- _BRIEF_
Repeat every one of the rows below word for word, leaving the pictures out of your answer.

- _PROVIDED DATA_
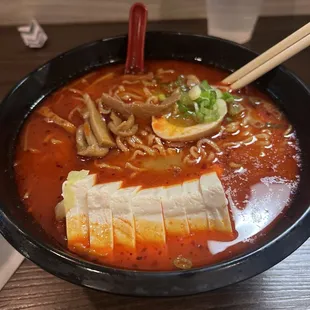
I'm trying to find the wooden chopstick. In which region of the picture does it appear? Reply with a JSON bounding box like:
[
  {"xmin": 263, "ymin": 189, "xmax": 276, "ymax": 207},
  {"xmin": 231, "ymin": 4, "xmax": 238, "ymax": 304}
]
[
  {"xmin": 222, "ymin": 23, "xmax": 310, "ymax": 84},
  {"xmin": 229, "ymin": 34, "xmax": 310, "ymax": 90}
]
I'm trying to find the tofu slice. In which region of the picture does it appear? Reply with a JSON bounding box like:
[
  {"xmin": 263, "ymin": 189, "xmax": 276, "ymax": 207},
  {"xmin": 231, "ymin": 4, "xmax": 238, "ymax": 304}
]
[
  {"xmin": 110, "ymin": 186, "xmax": 140, "ymax": 249},
  {"xmin": 200, "ymin": 172, "xmax": 232, "ymax": 232},
  {"xmin": 182, "ymin": 179, "xmax": 208, "ymax": 232},
  {"xmin": 87, "ymin": 182, "xmax": 122, "ymax": 255},
  {"xmin": 132, "ymin": 187, "xmax": 166, "ymax": 245},
  {"xmin": 161, "ymin": 184, "xmax": 190, "ymax": 237},
  {"xmin": 63, "ymin": 170, "xmax": 96, "ymax": 250}
]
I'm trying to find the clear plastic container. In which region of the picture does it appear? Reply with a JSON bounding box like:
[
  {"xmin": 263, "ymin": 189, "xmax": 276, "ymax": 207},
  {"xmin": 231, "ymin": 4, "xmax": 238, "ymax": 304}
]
[{"xmin": 206, "ymin": 0, "xmax": 263, "ymax": 43}]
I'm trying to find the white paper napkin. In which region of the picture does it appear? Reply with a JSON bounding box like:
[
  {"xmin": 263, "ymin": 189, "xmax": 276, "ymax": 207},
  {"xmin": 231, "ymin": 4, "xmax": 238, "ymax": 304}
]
[{"xmin": 0, "ymin": 236, "xmax": 24, "ymax": 290}]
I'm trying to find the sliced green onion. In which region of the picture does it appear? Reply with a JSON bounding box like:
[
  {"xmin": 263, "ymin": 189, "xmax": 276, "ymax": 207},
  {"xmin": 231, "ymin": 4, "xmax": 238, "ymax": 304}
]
[
  {"xmin": 188, "ymin": 85, "xmax": 201, "ymax": 101},
  {"xmin": 222, "ymin": 91, "xmax": 234, "ymax": 102},
  {"xmin": 200, "ymin": 80, "xmax": 211, "ymax": 90},
  {"xmin": 228, "ymin": 101, "xmax": 244, "ymax": 116}
]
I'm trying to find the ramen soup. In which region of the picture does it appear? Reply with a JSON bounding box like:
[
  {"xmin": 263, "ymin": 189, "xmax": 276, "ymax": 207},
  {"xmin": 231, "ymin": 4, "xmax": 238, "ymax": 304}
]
[{"xmin": 15, "ymin": 61, "xmax": 299, "ymax": 270}]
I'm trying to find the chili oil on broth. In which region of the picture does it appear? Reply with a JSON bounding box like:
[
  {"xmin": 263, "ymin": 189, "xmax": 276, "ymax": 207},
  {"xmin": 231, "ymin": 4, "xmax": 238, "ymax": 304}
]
[{"xmin": 15, "ymin": 61, "xmax": 299, "ymax": 270}]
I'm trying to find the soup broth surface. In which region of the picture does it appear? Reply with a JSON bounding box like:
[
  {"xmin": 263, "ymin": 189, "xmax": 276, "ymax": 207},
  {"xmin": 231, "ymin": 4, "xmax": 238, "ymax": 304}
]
[{"xmin": 15, "ymin": 61, "xmax": 299, "ymax": 270}]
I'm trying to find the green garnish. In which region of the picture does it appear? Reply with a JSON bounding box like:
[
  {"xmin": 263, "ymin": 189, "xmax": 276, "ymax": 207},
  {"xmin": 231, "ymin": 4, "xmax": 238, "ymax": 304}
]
[
  {"xmin": 177, "ymin": 80, "xmax": 222, "ymax": 123},
  {"xmin": 222, "ymin": 91, "xmax": 235, "ymax": 102},
  {"xmin": 158, "ymin": 94, "xmax": 166, "ymax": 101},
  {"xmin": 199, "ymin": 80, "xmax": 211, "ymax": 90}
]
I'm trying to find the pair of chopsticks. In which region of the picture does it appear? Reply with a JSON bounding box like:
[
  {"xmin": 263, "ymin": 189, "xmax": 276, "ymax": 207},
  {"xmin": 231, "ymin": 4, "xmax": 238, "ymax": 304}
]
[{"xmin": 222, "ymin": 23, "xmax": 310, "ymax": 90}]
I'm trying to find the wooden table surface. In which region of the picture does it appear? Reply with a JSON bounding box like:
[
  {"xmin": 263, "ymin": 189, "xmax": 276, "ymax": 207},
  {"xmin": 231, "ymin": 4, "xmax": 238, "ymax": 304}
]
[{"xmin": 0, "ymin": 16, "xmax": 310, "ymax": 310}]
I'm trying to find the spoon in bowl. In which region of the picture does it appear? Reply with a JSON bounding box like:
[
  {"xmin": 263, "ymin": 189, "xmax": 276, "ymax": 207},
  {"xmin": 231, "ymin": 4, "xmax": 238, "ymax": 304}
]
[{"xmin": 125, "ymin": 3, "xmax": 147, "ymax": 74}]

- _TASK OUTPUT_
I'm trying to find the wooden chopstick. In which region of the picture does it appear? Reply with a JSON bounding box like:
[
  {"xmin": 263, "ymin": 189, "xmax": 276, "ymax": 207},
  {"xmin": 231, "ymin": 4, "xmax": 238, "ymax": 304}
]
[
  {"xmin": 222, "ymin": 23, "xmax": 310, "ymax": 84},
  {"xmin": 229, "ymin": 34, "xmax": 310, "ymax": 90}
]
I'm trying to find the tofu slice. In which region of the picture does it appear? Reply with a JSON bounding box like:
[
  {"xmin": 263, "ymin": 189, "xmax": 276, "ymax": 207},
  {"xmin": 231, "ymin": 4, "xmax": 238, "ymax": 304}
]
[
  {"xmin": 110, "ymin": 186, "xmax": 140, "ymax": 249},
  {"xmin": 200, "ymin": 172, "xmax": 232, "ymax": 232},
  {"xmin": 182, "ymin": 179, "xmax": 208, "ymax": 232},
  {"xmin": 87, "ymin": 182, "xmax": 122, "ymax": 255},
  {"xmin": 132, "ymin": 187, "xmax": 166, "ymax": 245},
  {"xmin": 161, "ymin": 184, "xmax": 190, "ymax": 237},
  {"xmin": 63, "ymin": 170, "xmax": 96, "ymax": 250}
]
I'm trying to find the clear plastic container. In which region of the picture does it appear? Reply with a JSON bounding box like:
[
  {"xmin": 263, "ymin": 189, "xmax": 276, "ymax": 207},
  {"xmin": 231, "ymin": 4, "xmax": 238, "ymax": 304}
]
[{"xmin": 206, "ymin": 0, "xmax": 263, "ymax": 43}]
I'm trying to find the white paper napkin. In which region of the picture does it appear? Reply with a JSON bounding box like:
[
  {"xmin": 263, "ymin": 189, "xmax": 276, "ymax": 207},
  {"xmin": 231, "ymin": 4, "xmax": 238, "ymax": 304}
]
[{"xmin": 0, "ymin": 236, "xmax": 24, "ymax": 290}]
I'm trying to find the sliced green onion. In which region of the picture does it appear? Reply with a JSON bounding box like:
[
  {"xmin": 263, "ymin": 189, "xmax": 276, "ymax": 207},
  {"xmin": 231, "ymin": 4, "xmax": 238, "ymax": 304}
]
[
  {"xmin": 188, "ymin": 85, "xmax": 201, "ymax": 101},
  {"xmin": 222, "ymin": 91, "xmax": 234, "ymax": 102},
  {"xmin": 200, "ymin": 80, "xmax": 211, "ymax": 90},
  {"xmin": 228, "ymin": 101, "xmax": 244, "ymax": 116}
]
I'm trying to find the ramen soup. In which region of the picture does it appear? Reply with a JSON bounding box like:
[
  {"xmin": 263, "ymin": 189, "xmax": 276, "ymax": 207},
  {"xmin": 231, "ymin": 4, "xmax": 238, "ymax": 304}
]
[{"xmin": 15, "ymin": 61, "xmax": 299, "ymax": 270}]
I'm trying to find the chili oil on broth. In which region of the picture does it appear? Reply with a JSON bounding box like:
[
  {"xmin": 263, "ymin": 189, "xmax": 276, "ymax": 207},
  {"xmin": 231, "ymin": 4, "xmax": 238, "ymax": 304}
]
[{"xmin": 15, "ymin": 61, "xmax": 299, "ymax": 270}]
I'm trying to find the soup broth surface. In which region of the picture does it appear? Reply with a JSON bounding box like:
[
  {"xmin": 263, "ymin": 189, "xmax": 276, "ymax": 207},
  {"xmin": 231, "ymin": 4, "xmax": 238, "ymax": 304}
]
[{"xmin": 15, "ymin": 61, "xmax": 299, "ymax": 270}]
I'm trying to find the green garnish. In which region of the picture does it appear? Reply with a JSON bounding box like:
[
  {"xmin": 263, "ymin": 189, "xmax": 276, "ymax": 207},
  {"xmin": 231, "ymin": 4, "xmax": 238, "ymax": 304}
]
[
  {"xmin": 177, "ymin": 80, "xmax": 222, "ymax": 123},
  {"xmin": 222, "ymin": 91, "xmax": 235, "ymax": 102},
  {"xmin": 158, "ymin": 94, "xmax": 166, "ymax": 101},
  {"xmin": 199, "ymin": 80, "xmax": 211, "ymax": 90}
]
I'm trying to find the pair of chopsticks. In which region of the picture does it appear? Reply with a JSON bounding box like:
[
  {"xmin": 263, "ymin": 189, "xmax": 276, "ymax": 207},
  {"xmin": 231, "ymin": 4, "xmax": 238, "ymax": 304}
]
[{"xmin": 222, "ymin": 23, "xmax": 310, "ymax": 90}]
I'm trying to find the wooden table surface. In which region of the picture does it appear? Reply with a JSON bounding box like:
[
  {"xmin": 263, "ymin": 189, "xmax": 276, "ymax": 207},
  {"xmin": 231, "ymin": 4, "xmax": 238, "ymax": 304}
]
[{"xmin": 0, "ymin": 16, "xmax": 310, "ymax": 310}]
I'm trying to find the spoon in bowl. In which region of the picture does it appear? Reply with a JSON bounding box like:
[
  {"xmin": 263, "ymin": 189, "xmax": 276, "ymax": 207},
  {"xmin": 231, "ymin": 4, "xmax": 238, "ymax": 304}
]
[{"xmin": 125, "ymin": 3, "xmax": 147, "ymax": 74}]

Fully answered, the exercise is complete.